• _TASK DIRECTIONS_: Extract, verbatim, all lines starting at the one containing "black sunglasses, and" and ending with the final line of the listing, and no others.

• _EXTRACTED DATA_:
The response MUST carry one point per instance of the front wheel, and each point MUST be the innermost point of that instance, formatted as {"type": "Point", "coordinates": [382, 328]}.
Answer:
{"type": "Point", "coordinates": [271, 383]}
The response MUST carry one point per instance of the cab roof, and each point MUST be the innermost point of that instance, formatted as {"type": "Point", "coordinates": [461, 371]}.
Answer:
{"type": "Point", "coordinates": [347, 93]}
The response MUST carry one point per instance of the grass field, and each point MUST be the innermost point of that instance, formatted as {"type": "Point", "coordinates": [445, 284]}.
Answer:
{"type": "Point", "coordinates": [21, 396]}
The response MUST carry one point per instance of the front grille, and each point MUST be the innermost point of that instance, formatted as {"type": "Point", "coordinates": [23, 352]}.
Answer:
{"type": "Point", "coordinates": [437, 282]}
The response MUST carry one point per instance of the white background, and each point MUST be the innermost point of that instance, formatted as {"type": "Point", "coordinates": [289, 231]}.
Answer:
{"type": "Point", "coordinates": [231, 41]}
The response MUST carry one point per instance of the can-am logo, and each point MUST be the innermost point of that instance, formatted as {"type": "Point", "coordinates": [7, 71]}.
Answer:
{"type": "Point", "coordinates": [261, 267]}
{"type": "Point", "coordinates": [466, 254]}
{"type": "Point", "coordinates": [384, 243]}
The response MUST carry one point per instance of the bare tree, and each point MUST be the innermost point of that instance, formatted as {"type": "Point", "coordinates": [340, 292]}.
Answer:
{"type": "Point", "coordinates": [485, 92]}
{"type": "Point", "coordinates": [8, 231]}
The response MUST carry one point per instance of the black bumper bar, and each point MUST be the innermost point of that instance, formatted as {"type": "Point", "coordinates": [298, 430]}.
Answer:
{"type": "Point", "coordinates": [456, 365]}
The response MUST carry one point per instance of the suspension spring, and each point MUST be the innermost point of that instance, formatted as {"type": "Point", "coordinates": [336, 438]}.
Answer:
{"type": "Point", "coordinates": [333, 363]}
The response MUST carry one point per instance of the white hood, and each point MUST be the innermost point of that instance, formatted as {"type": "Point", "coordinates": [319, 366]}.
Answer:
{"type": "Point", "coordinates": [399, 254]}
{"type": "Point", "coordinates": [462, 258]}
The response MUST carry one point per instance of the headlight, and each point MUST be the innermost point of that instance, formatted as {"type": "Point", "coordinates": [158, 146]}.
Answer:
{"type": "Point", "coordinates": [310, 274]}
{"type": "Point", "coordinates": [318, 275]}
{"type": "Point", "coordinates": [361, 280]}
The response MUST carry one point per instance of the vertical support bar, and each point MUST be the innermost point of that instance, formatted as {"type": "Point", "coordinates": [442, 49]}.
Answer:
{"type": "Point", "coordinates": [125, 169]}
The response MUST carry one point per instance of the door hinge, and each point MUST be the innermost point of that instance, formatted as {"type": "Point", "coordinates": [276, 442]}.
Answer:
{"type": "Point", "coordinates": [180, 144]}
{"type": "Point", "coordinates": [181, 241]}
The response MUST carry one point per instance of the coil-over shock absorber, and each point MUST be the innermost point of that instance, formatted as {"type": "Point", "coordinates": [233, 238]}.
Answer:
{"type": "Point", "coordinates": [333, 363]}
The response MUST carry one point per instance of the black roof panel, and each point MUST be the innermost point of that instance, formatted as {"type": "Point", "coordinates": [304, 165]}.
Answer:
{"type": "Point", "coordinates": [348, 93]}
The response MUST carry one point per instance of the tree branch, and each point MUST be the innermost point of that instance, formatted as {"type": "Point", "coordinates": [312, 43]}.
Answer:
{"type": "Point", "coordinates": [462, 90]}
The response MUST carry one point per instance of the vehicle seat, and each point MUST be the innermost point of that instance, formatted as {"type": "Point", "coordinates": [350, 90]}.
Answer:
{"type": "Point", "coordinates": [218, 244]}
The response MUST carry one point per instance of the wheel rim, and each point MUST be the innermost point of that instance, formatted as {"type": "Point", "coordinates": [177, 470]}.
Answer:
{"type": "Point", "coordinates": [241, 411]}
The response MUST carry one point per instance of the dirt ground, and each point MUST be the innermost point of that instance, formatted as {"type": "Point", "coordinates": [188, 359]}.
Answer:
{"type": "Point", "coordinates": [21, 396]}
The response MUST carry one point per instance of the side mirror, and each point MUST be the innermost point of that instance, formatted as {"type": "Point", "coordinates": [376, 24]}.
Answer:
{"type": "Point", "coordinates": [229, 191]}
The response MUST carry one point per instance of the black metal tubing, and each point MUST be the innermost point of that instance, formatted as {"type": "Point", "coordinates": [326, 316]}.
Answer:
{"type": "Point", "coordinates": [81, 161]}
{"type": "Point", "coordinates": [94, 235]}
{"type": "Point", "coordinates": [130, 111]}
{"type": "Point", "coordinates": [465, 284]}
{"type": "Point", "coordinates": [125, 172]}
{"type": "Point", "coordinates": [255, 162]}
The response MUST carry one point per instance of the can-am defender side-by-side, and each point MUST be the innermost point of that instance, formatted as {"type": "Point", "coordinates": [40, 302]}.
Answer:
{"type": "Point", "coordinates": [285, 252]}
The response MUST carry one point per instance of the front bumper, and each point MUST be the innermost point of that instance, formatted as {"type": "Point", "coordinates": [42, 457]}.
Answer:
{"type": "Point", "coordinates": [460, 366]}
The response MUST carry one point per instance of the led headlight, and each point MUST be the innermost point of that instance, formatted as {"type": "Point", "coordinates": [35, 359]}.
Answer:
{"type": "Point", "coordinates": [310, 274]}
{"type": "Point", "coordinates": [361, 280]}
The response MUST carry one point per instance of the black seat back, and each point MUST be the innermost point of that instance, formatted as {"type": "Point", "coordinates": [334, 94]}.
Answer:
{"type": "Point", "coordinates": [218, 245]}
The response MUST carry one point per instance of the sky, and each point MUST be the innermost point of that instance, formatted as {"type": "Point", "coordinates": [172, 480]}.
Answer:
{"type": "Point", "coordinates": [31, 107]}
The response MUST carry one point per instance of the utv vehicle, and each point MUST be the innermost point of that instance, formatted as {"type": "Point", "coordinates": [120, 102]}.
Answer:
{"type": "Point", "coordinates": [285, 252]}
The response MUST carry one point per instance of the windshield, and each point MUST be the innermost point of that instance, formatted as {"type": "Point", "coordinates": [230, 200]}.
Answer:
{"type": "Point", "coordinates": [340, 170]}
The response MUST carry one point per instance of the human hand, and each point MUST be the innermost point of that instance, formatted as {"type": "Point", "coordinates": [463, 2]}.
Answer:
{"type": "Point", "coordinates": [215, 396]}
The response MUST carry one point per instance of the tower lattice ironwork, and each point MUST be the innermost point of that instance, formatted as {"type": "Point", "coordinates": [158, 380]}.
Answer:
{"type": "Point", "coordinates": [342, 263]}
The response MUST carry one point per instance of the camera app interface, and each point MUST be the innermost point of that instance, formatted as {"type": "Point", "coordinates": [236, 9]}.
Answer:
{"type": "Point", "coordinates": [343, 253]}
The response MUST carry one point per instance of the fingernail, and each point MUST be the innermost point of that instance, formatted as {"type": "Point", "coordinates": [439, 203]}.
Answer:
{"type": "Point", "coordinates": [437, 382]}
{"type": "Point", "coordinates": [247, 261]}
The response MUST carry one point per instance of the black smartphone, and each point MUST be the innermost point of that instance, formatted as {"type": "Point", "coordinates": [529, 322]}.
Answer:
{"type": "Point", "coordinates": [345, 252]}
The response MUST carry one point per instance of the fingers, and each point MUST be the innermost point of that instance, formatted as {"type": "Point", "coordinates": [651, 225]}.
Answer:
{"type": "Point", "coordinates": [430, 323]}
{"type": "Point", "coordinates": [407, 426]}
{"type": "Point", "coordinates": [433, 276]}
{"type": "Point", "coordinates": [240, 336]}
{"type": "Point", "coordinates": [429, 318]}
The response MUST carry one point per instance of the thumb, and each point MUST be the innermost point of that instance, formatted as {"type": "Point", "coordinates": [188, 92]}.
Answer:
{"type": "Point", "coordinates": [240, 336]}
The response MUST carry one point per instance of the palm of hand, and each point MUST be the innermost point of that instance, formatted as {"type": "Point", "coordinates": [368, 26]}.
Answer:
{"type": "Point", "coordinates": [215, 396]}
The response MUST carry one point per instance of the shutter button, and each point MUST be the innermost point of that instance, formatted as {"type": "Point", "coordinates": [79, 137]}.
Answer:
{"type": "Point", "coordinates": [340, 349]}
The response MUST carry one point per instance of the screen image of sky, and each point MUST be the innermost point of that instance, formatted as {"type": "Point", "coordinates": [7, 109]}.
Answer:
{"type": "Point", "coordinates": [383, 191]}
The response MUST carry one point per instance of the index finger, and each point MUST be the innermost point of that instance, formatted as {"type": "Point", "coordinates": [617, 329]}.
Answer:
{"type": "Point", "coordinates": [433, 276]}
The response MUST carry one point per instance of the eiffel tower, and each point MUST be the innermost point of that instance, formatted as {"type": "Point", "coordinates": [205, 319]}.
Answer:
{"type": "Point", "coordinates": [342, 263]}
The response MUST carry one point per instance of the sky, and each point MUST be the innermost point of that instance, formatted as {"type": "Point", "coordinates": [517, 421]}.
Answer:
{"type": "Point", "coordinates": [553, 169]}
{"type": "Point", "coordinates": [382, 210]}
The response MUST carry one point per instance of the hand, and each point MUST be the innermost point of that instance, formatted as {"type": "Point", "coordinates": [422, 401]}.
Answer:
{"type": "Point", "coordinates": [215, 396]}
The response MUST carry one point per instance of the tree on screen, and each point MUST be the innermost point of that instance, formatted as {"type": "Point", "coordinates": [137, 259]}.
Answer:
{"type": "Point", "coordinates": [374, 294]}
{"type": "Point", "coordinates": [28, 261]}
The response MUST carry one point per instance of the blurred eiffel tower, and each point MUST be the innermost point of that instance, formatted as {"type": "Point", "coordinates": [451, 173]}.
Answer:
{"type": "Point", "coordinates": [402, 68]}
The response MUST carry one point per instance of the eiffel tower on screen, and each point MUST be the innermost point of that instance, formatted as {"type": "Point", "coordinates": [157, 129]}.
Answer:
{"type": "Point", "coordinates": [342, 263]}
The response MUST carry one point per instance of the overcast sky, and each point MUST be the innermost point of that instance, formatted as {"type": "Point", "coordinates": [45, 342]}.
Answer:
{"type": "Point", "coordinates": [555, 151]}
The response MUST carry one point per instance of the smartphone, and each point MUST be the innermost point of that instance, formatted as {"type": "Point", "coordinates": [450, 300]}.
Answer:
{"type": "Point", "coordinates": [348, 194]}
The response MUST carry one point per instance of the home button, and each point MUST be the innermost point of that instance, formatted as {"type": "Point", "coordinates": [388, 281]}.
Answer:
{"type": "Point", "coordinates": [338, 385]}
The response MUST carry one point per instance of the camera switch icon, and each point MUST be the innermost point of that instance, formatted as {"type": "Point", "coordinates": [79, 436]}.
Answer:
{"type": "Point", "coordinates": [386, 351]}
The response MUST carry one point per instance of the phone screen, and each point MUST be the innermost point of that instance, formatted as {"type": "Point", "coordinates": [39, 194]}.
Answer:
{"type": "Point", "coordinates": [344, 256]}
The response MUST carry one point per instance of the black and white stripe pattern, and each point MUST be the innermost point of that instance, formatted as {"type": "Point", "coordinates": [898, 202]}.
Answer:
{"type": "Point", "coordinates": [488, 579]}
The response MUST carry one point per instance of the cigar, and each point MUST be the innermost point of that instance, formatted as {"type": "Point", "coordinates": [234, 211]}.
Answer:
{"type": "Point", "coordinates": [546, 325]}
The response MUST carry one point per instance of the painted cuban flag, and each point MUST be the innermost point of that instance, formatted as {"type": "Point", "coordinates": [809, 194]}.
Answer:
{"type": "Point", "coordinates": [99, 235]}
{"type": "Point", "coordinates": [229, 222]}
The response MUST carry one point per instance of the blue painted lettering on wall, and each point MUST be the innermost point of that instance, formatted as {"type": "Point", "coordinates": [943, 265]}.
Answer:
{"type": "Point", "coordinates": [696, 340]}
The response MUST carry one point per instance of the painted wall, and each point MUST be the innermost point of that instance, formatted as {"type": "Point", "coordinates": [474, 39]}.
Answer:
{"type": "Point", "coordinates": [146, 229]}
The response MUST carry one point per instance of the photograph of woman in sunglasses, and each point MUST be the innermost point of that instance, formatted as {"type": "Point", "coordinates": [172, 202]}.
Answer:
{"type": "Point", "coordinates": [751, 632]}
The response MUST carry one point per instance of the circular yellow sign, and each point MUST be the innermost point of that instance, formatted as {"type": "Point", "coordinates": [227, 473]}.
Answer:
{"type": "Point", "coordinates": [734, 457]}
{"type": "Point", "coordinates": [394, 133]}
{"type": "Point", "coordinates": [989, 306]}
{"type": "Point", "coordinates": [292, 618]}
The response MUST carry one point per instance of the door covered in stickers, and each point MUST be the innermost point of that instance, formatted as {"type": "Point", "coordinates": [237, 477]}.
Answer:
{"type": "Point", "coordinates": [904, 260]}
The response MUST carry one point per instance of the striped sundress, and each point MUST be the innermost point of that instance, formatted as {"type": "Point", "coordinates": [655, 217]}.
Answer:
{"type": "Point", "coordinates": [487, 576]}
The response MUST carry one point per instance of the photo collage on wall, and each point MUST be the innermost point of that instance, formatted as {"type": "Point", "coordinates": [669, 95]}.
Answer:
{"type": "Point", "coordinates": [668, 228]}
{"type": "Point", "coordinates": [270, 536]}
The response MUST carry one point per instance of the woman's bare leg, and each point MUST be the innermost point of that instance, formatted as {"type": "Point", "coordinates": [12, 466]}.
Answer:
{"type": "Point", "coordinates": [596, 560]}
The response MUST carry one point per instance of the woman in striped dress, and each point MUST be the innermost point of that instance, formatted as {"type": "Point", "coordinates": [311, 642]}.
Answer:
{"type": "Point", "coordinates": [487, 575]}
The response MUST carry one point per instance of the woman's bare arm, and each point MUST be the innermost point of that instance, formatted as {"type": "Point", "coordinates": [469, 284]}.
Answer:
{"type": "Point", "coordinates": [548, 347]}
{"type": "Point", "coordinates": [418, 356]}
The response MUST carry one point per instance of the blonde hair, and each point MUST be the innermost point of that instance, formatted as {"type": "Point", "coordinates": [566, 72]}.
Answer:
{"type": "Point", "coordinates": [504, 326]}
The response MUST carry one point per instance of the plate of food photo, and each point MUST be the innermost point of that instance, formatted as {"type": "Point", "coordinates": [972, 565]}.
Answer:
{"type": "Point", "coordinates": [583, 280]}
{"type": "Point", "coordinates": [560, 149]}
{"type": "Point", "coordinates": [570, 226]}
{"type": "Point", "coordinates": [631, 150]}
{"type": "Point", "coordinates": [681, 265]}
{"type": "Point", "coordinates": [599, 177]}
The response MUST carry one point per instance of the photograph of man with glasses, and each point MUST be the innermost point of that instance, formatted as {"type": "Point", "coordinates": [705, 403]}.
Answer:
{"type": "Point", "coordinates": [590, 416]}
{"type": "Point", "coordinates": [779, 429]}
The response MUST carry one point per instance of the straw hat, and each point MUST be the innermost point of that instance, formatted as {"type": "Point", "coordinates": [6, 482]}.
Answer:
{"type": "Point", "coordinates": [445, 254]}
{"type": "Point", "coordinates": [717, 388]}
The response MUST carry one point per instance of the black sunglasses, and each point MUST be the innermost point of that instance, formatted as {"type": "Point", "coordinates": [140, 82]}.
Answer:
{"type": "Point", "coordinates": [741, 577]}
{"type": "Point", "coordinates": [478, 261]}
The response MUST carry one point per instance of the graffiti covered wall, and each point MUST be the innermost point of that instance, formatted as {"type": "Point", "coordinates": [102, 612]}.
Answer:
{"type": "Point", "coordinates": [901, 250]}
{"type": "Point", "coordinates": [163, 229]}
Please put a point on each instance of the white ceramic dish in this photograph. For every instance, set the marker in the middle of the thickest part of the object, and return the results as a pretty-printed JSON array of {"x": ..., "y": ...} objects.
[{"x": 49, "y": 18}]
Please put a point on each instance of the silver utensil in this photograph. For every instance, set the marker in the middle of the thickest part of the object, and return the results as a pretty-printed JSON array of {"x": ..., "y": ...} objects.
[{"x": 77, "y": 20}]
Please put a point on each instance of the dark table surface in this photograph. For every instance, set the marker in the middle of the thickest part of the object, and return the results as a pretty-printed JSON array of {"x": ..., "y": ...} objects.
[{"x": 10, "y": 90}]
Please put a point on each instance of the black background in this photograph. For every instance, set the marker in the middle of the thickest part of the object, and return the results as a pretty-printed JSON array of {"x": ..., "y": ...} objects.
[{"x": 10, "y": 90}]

• _WORKED SOLUTION_:
The response MUST carry one point per instance of the black sunglasses, and each point MUST be the innermost point of that instance, formatted as {"type": "Point", "coordinates": [140, 82]}.
Answer:
{"type": "Point", "coordinates": [741, 577]}
{"type": "Point", "coordinates": [478, 261]}
The response MUST carry one point per instance of the graffiti covered wall, and each point MUST be the innermost point of that instance, formatted as {"type": "Point", "coordinates": [102, 612]}.
Answer:
{"type": "Point", "coordinates": [901, 250]}
{"type": "Point", "coordinates": [163, 229]}
Please put a point on each instance of the white ceramic dish in this photograph. For every instance, set the marker in the middle of the thickest part of the object, and return the results as a pretty-printed JSON array of {"x": ..., "y": ...} objects.
[{"x": 49, "y": 18}]
Please put a point on each instance of the silver utensil in this photograph. For every instance, set the marker in the middle of the thickest part of the object, and return the results as a pretty-printed JSON array of {"x": ..., "y": ...} objects.
[{"x": 77, "y": 20}]
Please put a point on each instance of the dark table surface in this photograph. For every instance, set the marker in the middle of the thickest part of the object, and return the results as a pretty-printed JSON array of {"x": ..., "y": ...} objects.
[{"x": 10, "y": 90}]
Please put a point on each instance of the black background in this photograph. For every instance, set the marker in the middle of the thickest part of the object, and return the results as a pretty-printed JSON array of {"x": ..., "y": ...} objects.
[{"x": 10, "y": 90}]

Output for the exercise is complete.